Rows from a pointing dataset
::::
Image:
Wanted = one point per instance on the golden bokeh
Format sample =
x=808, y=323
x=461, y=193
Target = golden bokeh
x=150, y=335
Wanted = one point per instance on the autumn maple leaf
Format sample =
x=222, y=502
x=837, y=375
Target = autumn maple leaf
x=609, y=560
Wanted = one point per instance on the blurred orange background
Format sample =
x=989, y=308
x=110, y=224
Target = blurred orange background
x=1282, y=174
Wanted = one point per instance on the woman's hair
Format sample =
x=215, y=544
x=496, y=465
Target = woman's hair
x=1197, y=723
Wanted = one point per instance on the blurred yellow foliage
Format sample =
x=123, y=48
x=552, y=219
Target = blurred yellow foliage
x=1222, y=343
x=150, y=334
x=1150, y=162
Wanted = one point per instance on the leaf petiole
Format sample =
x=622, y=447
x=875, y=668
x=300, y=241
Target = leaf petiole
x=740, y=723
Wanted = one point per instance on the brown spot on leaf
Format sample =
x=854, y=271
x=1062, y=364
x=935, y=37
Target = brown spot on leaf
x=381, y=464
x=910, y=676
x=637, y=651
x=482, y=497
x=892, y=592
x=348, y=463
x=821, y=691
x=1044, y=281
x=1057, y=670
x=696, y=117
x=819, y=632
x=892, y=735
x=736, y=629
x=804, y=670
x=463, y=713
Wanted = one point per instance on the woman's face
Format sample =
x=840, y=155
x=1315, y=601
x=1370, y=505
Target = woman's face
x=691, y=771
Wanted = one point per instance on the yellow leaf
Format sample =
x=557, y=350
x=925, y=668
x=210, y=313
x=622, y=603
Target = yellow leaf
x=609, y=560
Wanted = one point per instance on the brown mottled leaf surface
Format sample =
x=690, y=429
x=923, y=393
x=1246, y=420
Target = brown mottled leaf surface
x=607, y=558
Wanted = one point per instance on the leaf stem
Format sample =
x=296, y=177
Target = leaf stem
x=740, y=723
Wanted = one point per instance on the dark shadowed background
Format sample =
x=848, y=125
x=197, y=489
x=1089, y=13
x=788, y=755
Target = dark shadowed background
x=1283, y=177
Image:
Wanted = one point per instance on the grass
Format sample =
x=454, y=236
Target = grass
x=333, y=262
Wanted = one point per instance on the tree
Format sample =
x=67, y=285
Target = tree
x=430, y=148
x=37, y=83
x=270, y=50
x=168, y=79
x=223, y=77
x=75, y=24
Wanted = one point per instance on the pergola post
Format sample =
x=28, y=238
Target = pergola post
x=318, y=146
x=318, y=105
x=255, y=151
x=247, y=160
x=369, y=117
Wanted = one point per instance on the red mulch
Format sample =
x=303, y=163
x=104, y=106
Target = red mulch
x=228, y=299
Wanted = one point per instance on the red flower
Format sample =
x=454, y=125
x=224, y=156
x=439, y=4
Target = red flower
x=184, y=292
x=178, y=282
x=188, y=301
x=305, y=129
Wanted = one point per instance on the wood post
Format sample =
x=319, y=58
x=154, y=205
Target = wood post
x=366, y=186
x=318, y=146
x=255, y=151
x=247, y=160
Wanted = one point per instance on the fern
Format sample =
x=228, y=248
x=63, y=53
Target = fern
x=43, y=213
::::
-- The exercise --
Copy the records above verbatim, from the line containing "Wanted = one point per instance on the leaf stem" through the last line of the records, inclusive.

-- Full solution --
Wanted = one point per instance on the leaf stem
Format sample =
x=296, y=177
Target = leaf stem
x=740, y=723
Wanted = one point per instance on the dark shadowed background
Format sample =
x=848, y=125
x=197, y=489
x=1089, y=13
x=788, y=755
Target = dark shadowed background
x=1283, y=177
Image:
Wanted = one point per instance on the grass
Format sample =
x=454, y=236
Target = grass
x=333, y=262
Wanted = one point per instance on the tree
Format sample =
x=67, y=285
Target = tree
x=430, y=148
x=37, y=83
x=270, y=50
x=168, y=79
x=223, y=77
x=75, y=24
Wanted = one point per instance on the pergola post
Format sample =
x=28, y=238
Target = pergola post
x=318, y=146
x=318, y=105
x=255, y=151
x=247, y=160
x=369, y=117
Wanted = one point per instance on the red mulch
Format sample =
x=303, y=163
x=104, y=106
Target = red mulch
x=228, y=299
Wanted = one point per instance on the red flower
Format sample =
x=454, y=125
x=224, y=156
x=439, y=4
Target = red flower
x=184, y=292
x=178, y=282
x=188, y=301
x=305, y=129
Wanted = one point per instance on the wood post
Format sample =
x=319, y=58
x=154, y=205
Target = wood post
x=366, y=186
x=318, y=146
x=255, y=151
x=247, y=160
Wanted = one point per instance on the fern
Format sample =
x=228, y=248
x=63, y=53
Target = fern
x=43, y=213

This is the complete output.